Gib aus dem Textauszug über Ramblin’Jack Elliott den Abschnitt wortwörtlich wieder, der mit „Er muss ja auch“ beginnt und mit „alltäglichen Kleinkram kümmern.“ endet.

### GEZEIGTER TEXTAUSZUG

----------

Im Mai 2006 ist er wieder in London, das heute „nach Regen aussieht“, aber für ihn immer eine Sonne sein wird, war doch die britische Metropole im September 1955 die erste Stadt bei seinem ersten Europa-Besuch. Und dann feierten sie ihn, den „wanna-be troubadour“, auch noch binnen einer Woche als „instant success“. Später riss er mit seiner Frau 20 000 Meilen auf einem Vespa-Roller ab, nachdem der geplante Fahrrad-Törn – das Tandem war schon gekauft – noch der kühlen Witterung zum Opfer fallen musste. Wer nur fünf Minuten mit ihm spricht, ahnt nicht nur, wie und warum Ramblin’Jack Elliott diese stille Größe erlangen konnte. Der Mann ist ein Erzähler vor dem Herrn, eine einzige Schnurre, eine gigantische Geschichten- und Erinnerungsmaschine. Ob das alles immer stimmt? Es klingt jedenfalls so. Einmal in Schwung, ist Elliott immer schon auf dem Sprung zur nächsten Anekdote, zur nächsten Aufzählung (eine Spezialität: die P-Flotte der deutschen Marine!), zur unvermeidlichen, aber köstlichen Dylan-Imitation. Elvis kann er aber auch ganz gut. „You ain’t nothin‘ but a hound dog… Ich hörte das zum ersten Mal in Deutschland, 1956, und dachte: Wer, verdammt, ist das? Der imitiert ja nur schwarze Blues-Sänger! Konnte ich nicht leiden. Wahrscheinlich Eifersucht. Wir mussten damals ja noch für Hamburger singen. Und die Frauen der US-Soldaten hielten uns für eine Schande – bis auf eine, die gleich fünf Dollar in den Hut warf.“

Fürs neue Album „1 Stand Alone“ ist vor allem Tochter Aiyana verantwortlich, die ihren Alten fragte, ob er nicht ein paar alte Songs auf Lager hätte, die sie noch nicht kenne. Kein Problem für Daddy, der aus dem Stand aus Songs über Billy The Kid zitiert, die nicht mal Robert Earl Keen geläufig sind, oder anderen Kollegen, die selbst über die mythische Westernfigur geschrieben haben. Und dann fragte sie: Daddy, warum singst du diese Songs nicht in deinen Shows? Ich sagte: Die sind nichts für Touristen. Und sie sagte, das sei doch ein richtig guter Titel fürs Album, und ich fragte nur: Welches Album? Tja, und ein paar Tage später stand ich schon im Studio von Beach Boys-Bassist Al Jardine und sang diese alten Songs in ein Mikrofon.“ Nachträglich begleitet von einem anderen Bassisten, Flea von den Red Hot Chili Peppers. „Wer? Wie heißt der? Oh, das wusste ich gar nicht. Die Kommunikation zwischen mir und diesen Leuten in L.A. ist nicht so gut.“

Er muss ja auch nicht gleich mit jedem reden. Zu viele Geschichten zu erzählen, da kann man sich ja schließlich nicht auch noch um den alltäglichen Kleinkram kümmern.

----------

### ANGEZEIGTE EINTRÄGE
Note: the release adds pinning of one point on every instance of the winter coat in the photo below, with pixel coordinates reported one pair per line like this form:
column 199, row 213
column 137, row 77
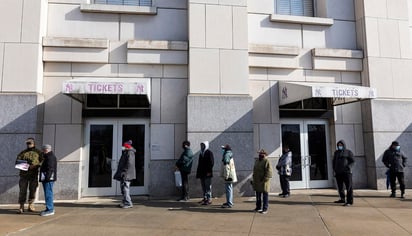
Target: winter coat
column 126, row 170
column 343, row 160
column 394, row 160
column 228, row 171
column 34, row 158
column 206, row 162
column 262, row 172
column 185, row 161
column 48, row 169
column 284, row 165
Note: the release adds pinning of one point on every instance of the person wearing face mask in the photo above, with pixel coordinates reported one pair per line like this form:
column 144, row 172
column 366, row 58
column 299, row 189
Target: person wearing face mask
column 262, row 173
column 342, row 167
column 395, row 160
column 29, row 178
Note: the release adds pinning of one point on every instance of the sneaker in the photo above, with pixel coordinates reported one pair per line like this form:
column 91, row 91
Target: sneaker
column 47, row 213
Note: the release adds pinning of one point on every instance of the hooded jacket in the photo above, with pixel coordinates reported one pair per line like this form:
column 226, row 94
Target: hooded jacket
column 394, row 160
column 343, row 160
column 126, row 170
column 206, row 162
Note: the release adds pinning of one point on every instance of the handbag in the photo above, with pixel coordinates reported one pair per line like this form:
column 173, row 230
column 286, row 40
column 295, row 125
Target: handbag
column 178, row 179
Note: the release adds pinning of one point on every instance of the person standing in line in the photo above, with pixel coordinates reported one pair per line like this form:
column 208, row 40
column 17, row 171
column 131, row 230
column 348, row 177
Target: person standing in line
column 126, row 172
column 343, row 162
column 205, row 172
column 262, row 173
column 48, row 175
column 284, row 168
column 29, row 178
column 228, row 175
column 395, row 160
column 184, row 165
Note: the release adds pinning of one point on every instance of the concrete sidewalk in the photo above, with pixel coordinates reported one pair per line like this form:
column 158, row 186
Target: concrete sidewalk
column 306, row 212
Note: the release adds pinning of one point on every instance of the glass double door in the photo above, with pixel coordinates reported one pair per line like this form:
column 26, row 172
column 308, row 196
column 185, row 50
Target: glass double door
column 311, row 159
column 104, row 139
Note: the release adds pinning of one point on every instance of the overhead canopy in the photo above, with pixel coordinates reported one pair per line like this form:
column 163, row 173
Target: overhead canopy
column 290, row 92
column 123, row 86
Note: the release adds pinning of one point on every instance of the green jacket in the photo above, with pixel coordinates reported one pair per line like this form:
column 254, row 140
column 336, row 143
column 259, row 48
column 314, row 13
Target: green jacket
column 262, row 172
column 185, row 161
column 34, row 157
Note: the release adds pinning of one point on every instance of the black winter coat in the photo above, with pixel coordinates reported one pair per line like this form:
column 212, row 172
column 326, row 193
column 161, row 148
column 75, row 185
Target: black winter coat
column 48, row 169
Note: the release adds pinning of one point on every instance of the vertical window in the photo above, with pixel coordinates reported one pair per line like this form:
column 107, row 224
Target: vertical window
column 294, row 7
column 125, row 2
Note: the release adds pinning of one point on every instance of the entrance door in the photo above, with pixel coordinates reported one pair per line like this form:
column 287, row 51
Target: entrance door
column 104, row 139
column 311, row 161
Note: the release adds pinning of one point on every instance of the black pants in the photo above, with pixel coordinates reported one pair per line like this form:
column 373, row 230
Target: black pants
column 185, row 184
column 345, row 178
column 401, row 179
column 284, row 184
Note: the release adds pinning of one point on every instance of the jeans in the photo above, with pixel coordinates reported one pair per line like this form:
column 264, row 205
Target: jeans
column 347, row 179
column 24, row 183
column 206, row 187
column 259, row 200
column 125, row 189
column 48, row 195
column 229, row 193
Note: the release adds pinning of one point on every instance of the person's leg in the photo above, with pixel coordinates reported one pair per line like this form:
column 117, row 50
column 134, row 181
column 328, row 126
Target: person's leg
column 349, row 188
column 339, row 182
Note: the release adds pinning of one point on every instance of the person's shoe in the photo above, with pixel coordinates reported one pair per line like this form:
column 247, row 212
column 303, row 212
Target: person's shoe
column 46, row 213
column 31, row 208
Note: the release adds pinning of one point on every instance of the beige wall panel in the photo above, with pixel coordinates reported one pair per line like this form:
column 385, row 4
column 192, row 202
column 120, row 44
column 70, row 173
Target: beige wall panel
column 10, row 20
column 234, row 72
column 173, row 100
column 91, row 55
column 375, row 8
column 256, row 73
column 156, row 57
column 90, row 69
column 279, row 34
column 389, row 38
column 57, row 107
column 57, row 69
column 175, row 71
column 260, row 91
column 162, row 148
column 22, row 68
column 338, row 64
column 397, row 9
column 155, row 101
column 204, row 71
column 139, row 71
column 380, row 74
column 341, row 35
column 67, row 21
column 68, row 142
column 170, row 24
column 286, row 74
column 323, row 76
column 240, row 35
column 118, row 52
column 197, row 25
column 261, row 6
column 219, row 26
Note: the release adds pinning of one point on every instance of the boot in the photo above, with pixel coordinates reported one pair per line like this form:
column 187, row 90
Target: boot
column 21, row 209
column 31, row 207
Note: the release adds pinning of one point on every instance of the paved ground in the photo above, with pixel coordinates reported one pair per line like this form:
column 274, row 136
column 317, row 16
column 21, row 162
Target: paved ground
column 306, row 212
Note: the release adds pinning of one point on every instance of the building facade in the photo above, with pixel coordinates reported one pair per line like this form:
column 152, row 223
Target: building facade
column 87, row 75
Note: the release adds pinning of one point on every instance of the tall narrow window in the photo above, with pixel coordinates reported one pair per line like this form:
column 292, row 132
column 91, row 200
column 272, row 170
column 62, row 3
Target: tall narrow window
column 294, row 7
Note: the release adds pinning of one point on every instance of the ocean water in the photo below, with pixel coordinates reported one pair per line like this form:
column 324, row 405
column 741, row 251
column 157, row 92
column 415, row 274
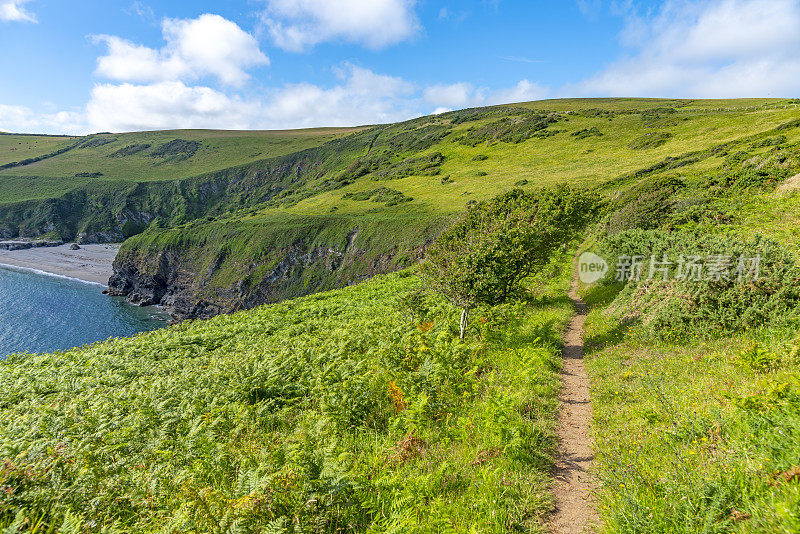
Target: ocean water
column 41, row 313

----------

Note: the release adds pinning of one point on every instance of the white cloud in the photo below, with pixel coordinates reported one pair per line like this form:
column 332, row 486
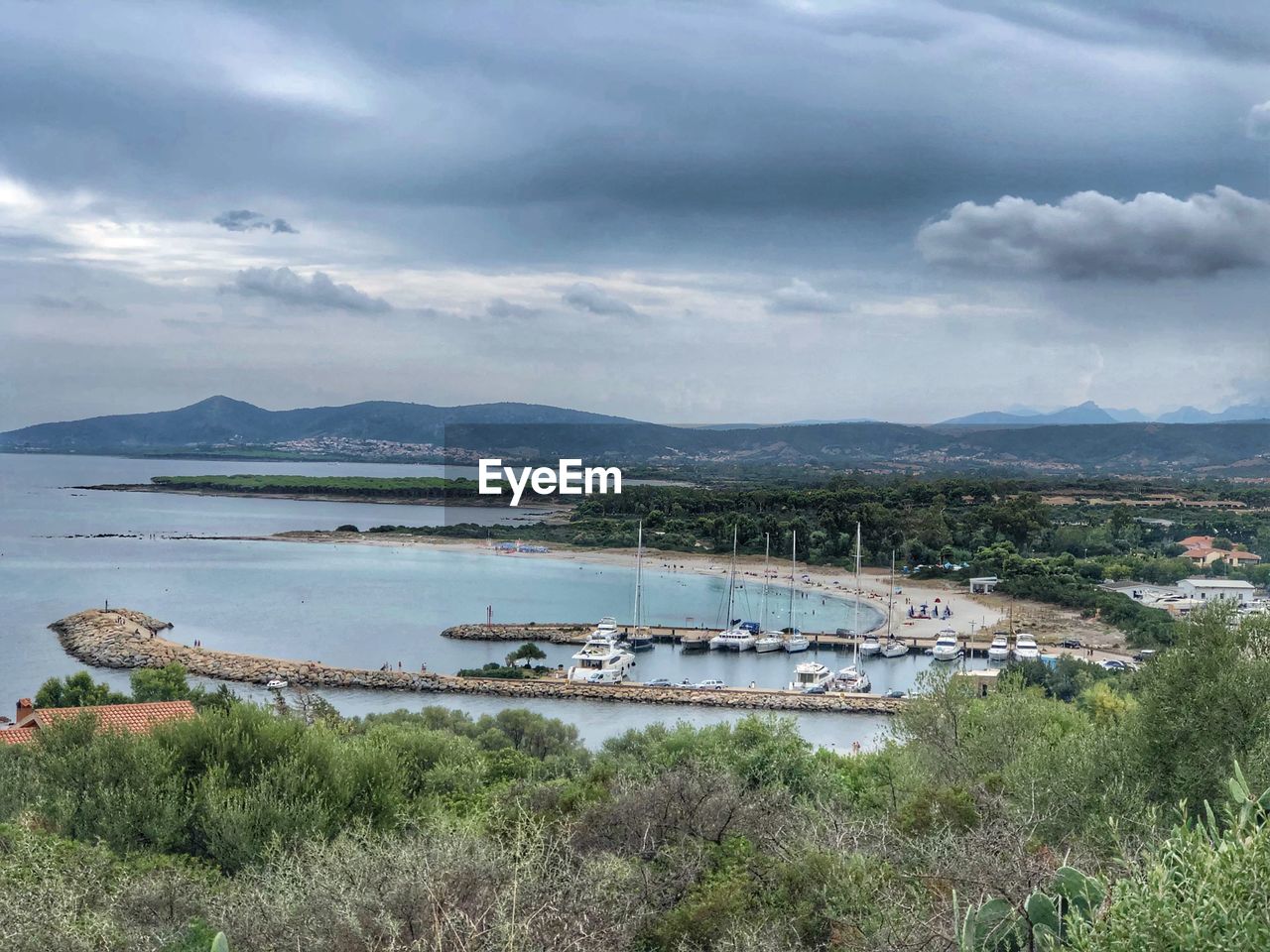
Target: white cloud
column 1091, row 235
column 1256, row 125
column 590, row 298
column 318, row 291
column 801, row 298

----------

### ANTWORT ZUR AUFGABE
Er muss ja auch nicht gleich mit jedem reden. Zu viele Geschichten zu erzählen, da kann man sich ja schließlich nicht auch noch um den alltäglichen Kleinkram kümmern.